## begin DATASET ENTRIES
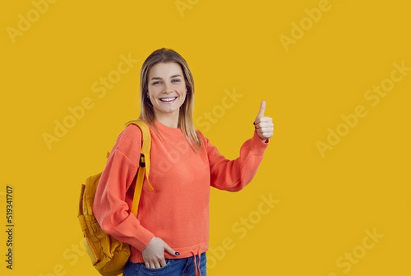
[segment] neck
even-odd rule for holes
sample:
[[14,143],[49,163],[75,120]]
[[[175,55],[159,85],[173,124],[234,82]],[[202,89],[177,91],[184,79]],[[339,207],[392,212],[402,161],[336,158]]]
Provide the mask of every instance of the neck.
[[178,127],[178,112],[175,114],[155,114],[155,120],[169,127]]

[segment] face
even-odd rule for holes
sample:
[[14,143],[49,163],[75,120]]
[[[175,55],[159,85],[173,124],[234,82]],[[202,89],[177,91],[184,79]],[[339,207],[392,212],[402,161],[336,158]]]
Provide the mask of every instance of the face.
[[179,64],[160,62],[149,71],[148,96],[156,116],[178,116],[187,88]]

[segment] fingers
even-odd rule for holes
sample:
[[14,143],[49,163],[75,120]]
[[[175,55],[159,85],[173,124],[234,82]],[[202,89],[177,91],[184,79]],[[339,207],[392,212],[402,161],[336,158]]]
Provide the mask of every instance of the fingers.
[[173,249],[160,238],[154,237],[142,251],[142,258],[147,268],[160,268],[165,266],[164,251],[170,254],[179,255],[179,253]]
[[171,255],[174,255],[175,256],[178,256],[179,253],[177,252],[175,250],[173,249],[169,244],[164,242],[164,251],[169,252]]
[[262,117],[255,124],[256,131],[258,136],[263,140],[273,137],[274,133],[274,124],[270,117]]
[[264,117],[264,113],[265,112],[265,108],[266,108],[266,101],[261,101],[261,104],[260,105],[260,111],[258,111],[258,114],[257,114],[257,118],[256,118],[256,121],[257,121],[258,119]]

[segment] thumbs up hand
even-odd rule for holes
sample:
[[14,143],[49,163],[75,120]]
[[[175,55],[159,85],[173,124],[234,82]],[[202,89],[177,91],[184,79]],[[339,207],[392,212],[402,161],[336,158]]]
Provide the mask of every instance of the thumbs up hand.
[[266,102],[262,101],[260,105],[260,111],[254,121],[254,126],[256,127],[256,132],[258,135],[258,137],[266,142],[267,139],[273,137],[274,133],[274,124],[273,123],[273,119],[271,117],[264,116],[265,112]]

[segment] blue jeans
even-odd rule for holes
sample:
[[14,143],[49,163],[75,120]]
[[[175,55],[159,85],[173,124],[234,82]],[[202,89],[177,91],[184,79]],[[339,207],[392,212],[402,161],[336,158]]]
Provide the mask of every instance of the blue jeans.
[[[195,276],[195,257],[182,259],[166,259],[166,266],[160,268],[147,268],[142,262],[134,263],[128,261],[124,268],[123,276]],[[195,256],[199,264],[199,256]],[[200,271],[201,276],[206,276],[206,253],[201,253]]]

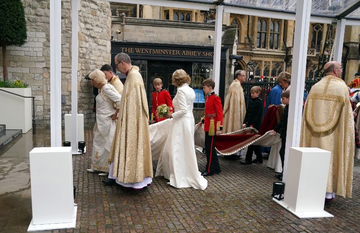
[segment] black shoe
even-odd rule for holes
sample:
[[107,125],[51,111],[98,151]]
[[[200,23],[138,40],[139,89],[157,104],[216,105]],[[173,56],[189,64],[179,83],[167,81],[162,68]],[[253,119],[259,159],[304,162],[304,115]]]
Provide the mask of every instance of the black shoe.
[[205,172],[201,173],[201,175],[203,176],[211,176],[212,175],[214,175],[214,173]]
[[240,164],[242,165],[246,165],[247,164],[251,164],[252,163],[249,161],[244,161],[243,162],[240,163]]
[[253,163],[258,163],[259,164],[262,164],[263,161],[262,160],[260,160],[260,159],[254,159],[253,160]]
[[240,155],[233,154],[230,155],[225,155],[224,156],[224,158],[228,160],[238,160],[240,159]]
[[116,182],[115,181],[115,179],[106,179],[106,180],[103,180],[101,181],[101,182],[102,182],[103,184],[105,184],[106,185],[113,185],[115,184],[116,184]]

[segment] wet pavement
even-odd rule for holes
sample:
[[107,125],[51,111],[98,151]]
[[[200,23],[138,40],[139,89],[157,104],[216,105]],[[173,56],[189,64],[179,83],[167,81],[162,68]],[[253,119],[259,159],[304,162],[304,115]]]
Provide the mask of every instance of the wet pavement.
[[[0,232],[26,232],[32,218],[29,152],[48,147],[49,131],[38,129],[0,154]],[[105,186],[89,173],[92,129],[85,131],[87,152],[73,156],[78,204],[75,229],[41,232],[360,232],[360,162],[355,160],[352,199],[337,197],[325,210],[333,218],[300,220],[275,203],[274,171],[263,164],[240,165],[219,157],[222,172],[207,177],[204,191],[176,189],[163,177],[135,191]],[[206,157],[197,153],[199,169]],[[154,173],[156,164],[154,165]],[[44,174],[46,175],[46,174]]]

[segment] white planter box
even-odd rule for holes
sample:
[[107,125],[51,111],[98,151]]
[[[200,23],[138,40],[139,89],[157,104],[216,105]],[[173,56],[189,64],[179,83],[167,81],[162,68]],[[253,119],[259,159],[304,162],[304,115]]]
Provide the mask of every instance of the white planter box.
[[[23,96],[31,96],[31,88],[0,88]],[[23,98],[0,91],[0,124],[7,130],[22,130],[25,133],[32,128],[31,98]]]
[[[73,122],[71,122],[71,115],[65,114],[65,140],[67,141],[71,141],[71,136],[73,135]],[[76,139],[76,143],[84,140],[84,115],[78,114],[77,117],[77,134],[78,137]],[[71,145],[73,146],[73,145]],[[76,145],[75,145],[76,146]]]
[[37,147],[29,153],[33,225],[73,222],[70,147]]

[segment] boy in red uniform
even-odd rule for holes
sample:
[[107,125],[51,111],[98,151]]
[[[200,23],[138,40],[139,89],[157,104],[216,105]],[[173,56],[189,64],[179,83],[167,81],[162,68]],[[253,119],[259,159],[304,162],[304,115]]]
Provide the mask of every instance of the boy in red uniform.
[[[155,91],[153,92],[153,108],[151,111],[151,123],[155,122],[158,122],[166,118],[159,118],[156,116],[156,109],[163,104],[166,104],[170,107],[170,111],[174,112],[174,107],[172,106],[172,100],[170,94],[166,90],[163,89],[163,81],[158,78],[154,79],[153,81]],[[155,121],[154,121],[155,118]]]
[[201,175],[204,176],[213,175],[221,172],[218,155],[215,150],[216,135],[221,133],[223,129],[223,106],[221,100],[215,94],[215,82],[207,79],[203,82],[203,90],[206,95],[205,100],[205,116],[202,122],[204,123],[205,131],[205,148],[206,150],[206,168]]

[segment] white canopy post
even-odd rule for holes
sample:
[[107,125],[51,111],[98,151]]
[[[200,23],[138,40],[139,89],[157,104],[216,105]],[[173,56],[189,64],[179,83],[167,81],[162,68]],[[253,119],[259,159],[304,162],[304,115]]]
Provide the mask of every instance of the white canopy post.
[[290,147],[299,147],[300,145],[311,2],[311,0],[296,1],[290,103],[282,180],[285,183]]
[[221,57],[221,38],[223,34],[223,14],[224,6],[216,7],[215,20],[215,38],[214,43],[214,64],[212,66],[212,75],[215,81],[215,93],[219,94],[219,86],[220,84],[220,57]]
[[[346,20],[343,19],[337,21],[336,24],[336,34],[334,42],[334,61],[341,64],[344,45],[344,35],[345,33]],[[345,68],[345,67],[344,67]]]
[[61,1],[50,0],[50,130],[51,147],[61,147]]
[[79,2],[71,1],[71,142],[73,153],[78,152],[78,22]]

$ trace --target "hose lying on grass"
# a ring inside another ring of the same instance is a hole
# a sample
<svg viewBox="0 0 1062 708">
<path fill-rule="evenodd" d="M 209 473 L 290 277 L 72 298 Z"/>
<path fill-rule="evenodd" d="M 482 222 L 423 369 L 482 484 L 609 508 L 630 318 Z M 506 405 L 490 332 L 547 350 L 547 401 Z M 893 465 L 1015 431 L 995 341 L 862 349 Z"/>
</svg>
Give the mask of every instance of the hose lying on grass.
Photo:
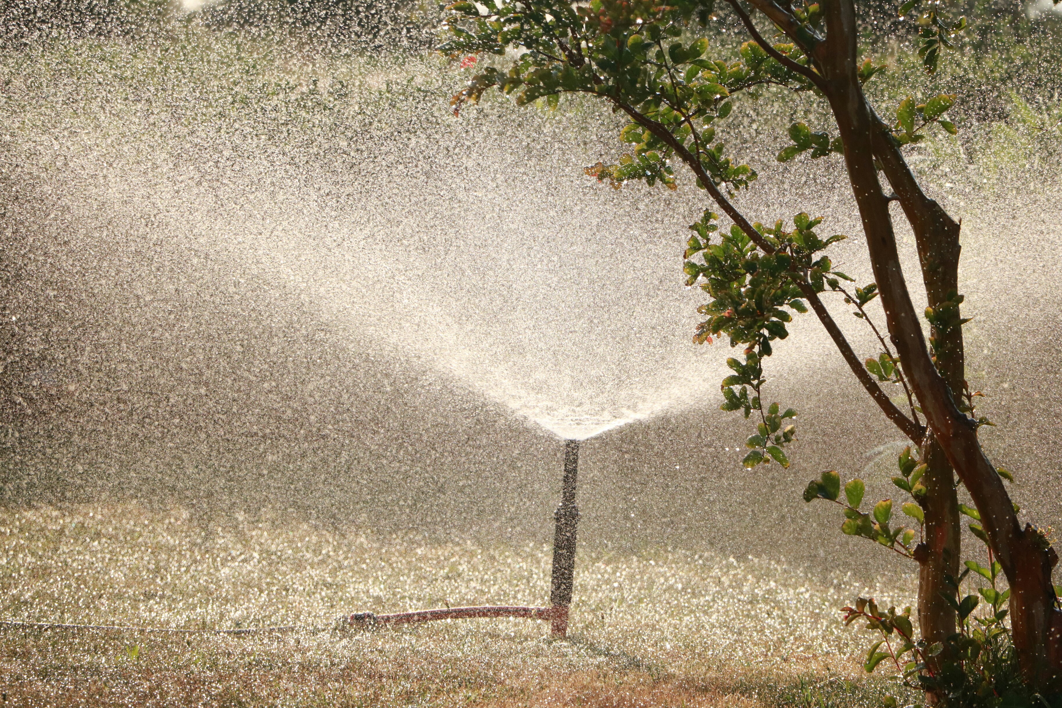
## end DATASET ENTRIES
_WHAT THE TASK ASKS:_
Can you reproduce the data from its start through the line containing "Provide the mask of every instance of the neck.", both ends included, as a numbered list without blank lines and without the picture?

_WORKED SOLUTION:_
1. [segment] neck
2. even-odd rule for holes
3. sample:
4. [[14,143],[49,163],[75,120]]
5. [[[175,55],[159,85],[173,124],[234,82]],[[202,89],[177,91],[184,79]],[[339,207],[392,212],[402,161],[336,158]]]
6. Provide the mask of every instance of the neck.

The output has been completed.